**GIVEN EXERCISE**
Please sift the items below and copy out every line that contains the word "brown".

**RECORD LIST**
§
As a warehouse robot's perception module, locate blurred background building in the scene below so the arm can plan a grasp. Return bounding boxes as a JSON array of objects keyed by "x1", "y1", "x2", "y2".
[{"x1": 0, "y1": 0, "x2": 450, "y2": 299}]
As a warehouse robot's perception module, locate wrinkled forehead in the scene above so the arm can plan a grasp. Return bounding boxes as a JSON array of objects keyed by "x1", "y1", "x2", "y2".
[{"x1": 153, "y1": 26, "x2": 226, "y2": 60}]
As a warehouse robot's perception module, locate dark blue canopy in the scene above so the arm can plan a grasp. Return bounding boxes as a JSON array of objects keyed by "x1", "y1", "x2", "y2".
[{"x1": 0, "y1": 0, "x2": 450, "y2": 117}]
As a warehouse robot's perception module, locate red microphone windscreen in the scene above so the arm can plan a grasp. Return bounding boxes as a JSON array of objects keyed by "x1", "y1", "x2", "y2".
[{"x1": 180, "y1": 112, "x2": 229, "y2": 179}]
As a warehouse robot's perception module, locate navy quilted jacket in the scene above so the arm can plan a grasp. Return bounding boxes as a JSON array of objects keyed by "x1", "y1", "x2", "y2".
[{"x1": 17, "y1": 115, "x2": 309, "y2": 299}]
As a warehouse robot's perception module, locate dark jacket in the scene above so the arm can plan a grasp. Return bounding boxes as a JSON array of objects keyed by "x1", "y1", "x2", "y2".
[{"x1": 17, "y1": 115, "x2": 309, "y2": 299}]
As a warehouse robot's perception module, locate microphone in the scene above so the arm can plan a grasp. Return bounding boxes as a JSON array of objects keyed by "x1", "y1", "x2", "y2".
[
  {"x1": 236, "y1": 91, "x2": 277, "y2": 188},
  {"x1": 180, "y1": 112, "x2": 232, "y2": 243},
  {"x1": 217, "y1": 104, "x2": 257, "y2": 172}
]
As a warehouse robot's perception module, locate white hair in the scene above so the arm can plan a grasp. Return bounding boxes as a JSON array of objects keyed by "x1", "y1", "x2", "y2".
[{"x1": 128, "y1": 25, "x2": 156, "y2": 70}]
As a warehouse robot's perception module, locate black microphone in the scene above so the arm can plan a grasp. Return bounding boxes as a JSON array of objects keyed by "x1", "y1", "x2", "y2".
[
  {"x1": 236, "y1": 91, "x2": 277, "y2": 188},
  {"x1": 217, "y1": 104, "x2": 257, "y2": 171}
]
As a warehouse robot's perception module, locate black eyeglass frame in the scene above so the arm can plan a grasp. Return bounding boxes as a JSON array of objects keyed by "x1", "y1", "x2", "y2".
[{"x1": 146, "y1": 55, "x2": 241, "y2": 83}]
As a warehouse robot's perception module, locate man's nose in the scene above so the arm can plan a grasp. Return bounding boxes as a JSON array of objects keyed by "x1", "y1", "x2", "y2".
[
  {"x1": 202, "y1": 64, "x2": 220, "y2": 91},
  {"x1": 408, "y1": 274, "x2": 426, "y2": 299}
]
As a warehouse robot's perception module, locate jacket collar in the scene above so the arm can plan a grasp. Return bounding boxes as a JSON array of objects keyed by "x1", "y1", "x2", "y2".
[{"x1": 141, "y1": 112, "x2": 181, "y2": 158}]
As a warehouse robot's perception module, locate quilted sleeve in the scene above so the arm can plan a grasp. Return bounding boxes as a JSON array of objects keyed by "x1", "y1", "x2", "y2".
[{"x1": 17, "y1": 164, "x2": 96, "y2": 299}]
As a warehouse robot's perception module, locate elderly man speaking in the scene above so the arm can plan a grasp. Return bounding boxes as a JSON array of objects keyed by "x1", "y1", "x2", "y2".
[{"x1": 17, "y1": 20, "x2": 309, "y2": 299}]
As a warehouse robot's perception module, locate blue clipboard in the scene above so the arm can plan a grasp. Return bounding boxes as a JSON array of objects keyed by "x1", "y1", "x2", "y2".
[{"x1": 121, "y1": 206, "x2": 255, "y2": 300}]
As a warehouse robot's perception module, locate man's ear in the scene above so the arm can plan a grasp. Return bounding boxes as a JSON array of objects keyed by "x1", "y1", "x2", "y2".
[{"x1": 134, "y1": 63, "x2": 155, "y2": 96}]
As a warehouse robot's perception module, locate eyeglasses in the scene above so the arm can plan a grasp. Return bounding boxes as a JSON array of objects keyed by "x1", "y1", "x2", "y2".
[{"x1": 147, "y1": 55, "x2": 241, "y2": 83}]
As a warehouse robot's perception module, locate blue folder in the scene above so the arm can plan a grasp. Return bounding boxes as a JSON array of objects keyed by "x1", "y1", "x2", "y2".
§
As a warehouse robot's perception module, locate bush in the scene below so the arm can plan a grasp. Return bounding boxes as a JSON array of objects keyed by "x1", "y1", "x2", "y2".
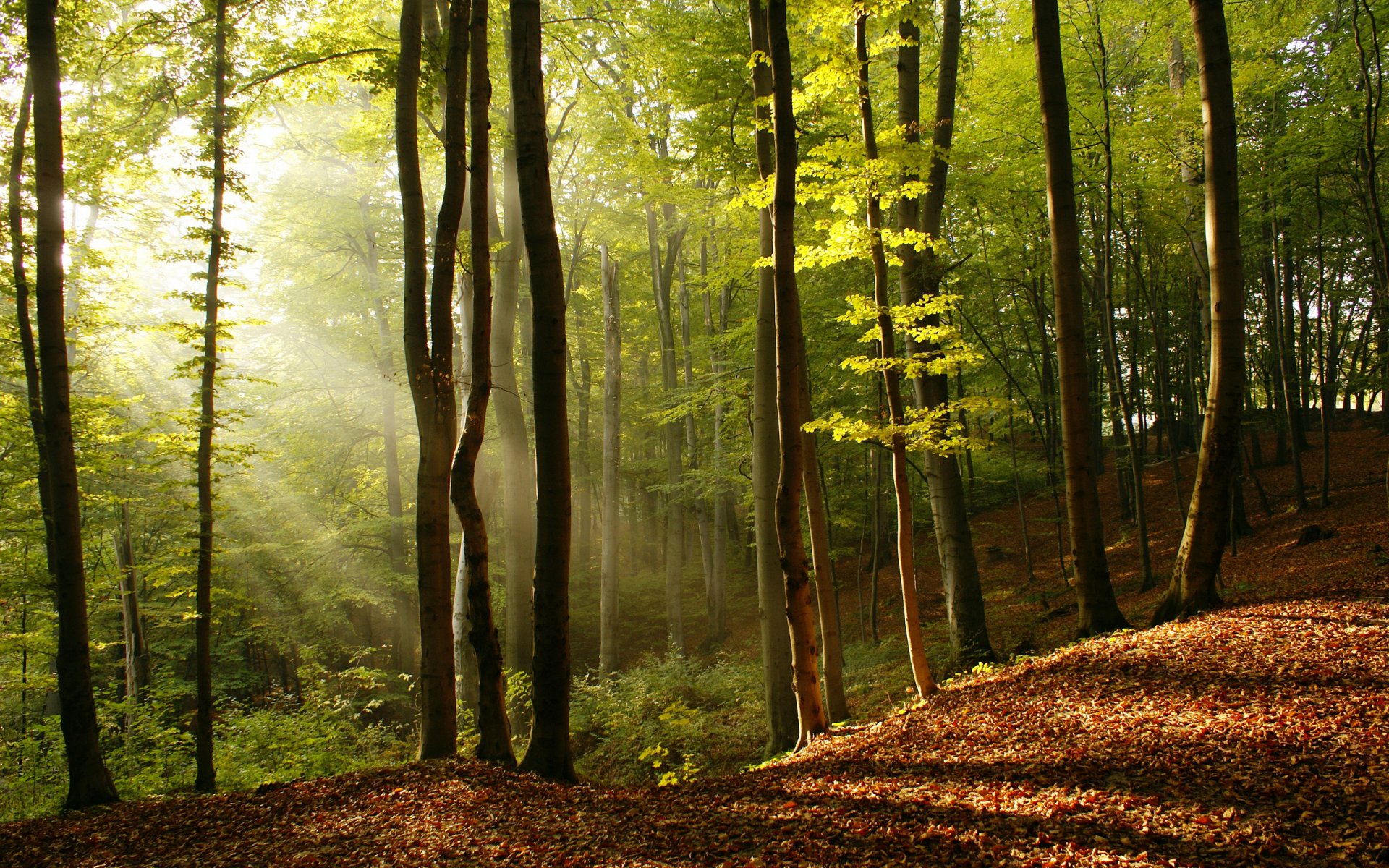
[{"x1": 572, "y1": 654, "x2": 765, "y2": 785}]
§
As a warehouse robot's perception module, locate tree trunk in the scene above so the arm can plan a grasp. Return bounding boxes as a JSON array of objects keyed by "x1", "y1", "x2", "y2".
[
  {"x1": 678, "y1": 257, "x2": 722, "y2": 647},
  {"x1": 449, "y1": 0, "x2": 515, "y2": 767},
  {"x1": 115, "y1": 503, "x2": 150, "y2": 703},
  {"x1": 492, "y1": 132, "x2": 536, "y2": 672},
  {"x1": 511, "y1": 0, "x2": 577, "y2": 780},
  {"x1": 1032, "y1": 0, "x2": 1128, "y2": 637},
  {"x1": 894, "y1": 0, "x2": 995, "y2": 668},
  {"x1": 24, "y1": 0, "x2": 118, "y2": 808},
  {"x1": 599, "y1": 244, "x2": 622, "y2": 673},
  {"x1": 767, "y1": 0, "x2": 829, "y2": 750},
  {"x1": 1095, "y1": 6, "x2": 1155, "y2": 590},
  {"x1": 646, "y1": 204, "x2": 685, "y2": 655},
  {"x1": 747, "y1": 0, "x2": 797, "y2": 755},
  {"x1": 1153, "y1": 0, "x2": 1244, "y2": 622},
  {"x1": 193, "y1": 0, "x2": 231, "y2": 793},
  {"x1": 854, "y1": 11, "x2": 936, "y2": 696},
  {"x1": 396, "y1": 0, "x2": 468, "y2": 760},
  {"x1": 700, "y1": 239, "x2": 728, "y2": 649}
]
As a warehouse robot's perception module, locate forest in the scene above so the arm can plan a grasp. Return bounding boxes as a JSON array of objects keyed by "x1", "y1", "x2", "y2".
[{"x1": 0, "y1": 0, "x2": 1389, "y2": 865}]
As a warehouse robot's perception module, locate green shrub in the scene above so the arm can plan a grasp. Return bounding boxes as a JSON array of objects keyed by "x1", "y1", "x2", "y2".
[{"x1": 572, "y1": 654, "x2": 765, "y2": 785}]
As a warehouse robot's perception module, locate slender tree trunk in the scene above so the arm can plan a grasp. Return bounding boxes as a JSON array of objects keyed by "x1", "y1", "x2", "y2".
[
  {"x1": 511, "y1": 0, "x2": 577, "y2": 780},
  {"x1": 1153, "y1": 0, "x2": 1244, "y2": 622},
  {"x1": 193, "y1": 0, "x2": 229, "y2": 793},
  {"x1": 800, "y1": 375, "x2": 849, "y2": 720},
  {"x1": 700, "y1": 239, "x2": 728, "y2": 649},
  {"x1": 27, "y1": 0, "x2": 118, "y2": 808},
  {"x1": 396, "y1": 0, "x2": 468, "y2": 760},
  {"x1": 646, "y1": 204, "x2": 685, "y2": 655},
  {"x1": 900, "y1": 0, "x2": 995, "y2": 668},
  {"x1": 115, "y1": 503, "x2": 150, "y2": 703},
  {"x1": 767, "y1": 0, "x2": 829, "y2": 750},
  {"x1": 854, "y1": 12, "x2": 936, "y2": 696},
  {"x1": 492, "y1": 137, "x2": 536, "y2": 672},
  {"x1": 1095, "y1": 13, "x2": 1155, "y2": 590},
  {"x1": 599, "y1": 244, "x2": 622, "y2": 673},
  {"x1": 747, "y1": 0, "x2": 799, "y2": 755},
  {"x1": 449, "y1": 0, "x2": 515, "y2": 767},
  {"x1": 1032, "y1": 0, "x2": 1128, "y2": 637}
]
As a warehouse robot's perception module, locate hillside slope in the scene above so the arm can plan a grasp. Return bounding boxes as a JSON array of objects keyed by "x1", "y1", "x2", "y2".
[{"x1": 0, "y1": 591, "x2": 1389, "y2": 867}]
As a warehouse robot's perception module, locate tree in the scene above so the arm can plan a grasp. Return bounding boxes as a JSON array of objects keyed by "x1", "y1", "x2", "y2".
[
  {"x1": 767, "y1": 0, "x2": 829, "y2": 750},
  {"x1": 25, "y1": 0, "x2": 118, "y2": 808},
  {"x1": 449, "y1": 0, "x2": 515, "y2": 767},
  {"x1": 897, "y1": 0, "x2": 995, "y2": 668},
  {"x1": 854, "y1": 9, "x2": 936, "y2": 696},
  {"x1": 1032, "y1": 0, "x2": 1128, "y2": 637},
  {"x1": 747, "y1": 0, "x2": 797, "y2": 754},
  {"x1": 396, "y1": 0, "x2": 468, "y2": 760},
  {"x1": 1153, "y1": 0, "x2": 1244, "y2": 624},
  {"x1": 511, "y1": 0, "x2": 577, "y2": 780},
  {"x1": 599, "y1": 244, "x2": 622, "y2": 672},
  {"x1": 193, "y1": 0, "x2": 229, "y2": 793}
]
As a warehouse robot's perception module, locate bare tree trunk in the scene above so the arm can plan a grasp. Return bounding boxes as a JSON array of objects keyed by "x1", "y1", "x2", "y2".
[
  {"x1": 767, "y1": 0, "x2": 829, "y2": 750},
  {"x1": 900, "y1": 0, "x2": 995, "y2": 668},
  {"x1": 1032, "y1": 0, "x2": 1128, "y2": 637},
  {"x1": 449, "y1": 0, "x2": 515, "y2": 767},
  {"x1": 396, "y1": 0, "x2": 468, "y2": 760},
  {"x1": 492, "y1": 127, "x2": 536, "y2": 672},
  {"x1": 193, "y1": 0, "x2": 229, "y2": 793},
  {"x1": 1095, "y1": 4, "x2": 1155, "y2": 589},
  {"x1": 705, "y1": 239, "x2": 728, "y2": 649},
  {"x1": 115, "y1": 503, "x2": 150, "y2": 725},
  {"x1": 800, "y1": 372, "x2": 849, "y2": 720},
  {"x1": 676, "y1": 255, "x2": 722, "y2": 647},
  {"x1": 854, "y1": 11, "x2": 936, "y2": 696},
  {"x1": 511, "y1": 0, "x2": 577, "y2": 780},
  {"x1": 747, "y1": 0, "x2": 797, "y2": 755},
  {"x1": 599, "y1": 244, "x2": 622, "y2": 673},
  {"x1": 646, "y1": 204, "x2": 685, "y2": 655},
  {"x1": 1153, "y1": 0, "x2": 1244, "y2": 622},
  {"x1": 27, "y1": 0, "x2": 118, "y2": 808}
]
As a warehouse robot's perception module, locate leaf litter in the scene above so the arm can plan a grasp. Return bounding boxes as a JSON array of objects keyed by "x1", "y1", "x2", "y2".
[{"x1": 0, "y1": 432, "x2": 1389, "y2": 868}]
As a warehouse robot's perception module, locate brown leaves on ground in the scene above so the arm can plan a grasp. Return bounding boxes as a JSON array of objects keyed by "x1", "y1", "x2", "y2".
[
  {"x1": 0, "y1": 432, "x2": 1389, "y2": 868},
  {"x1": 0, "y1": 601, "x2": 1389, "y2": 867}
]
§
**SOLVED EXERCISE**
As a warehouse robot's perception module, locate brown leaves on ground in the scene above so the arm can plan a grasp. Return bounding boxes as a JSON array of objects keyed by "x1", "y1", "x2", "y2".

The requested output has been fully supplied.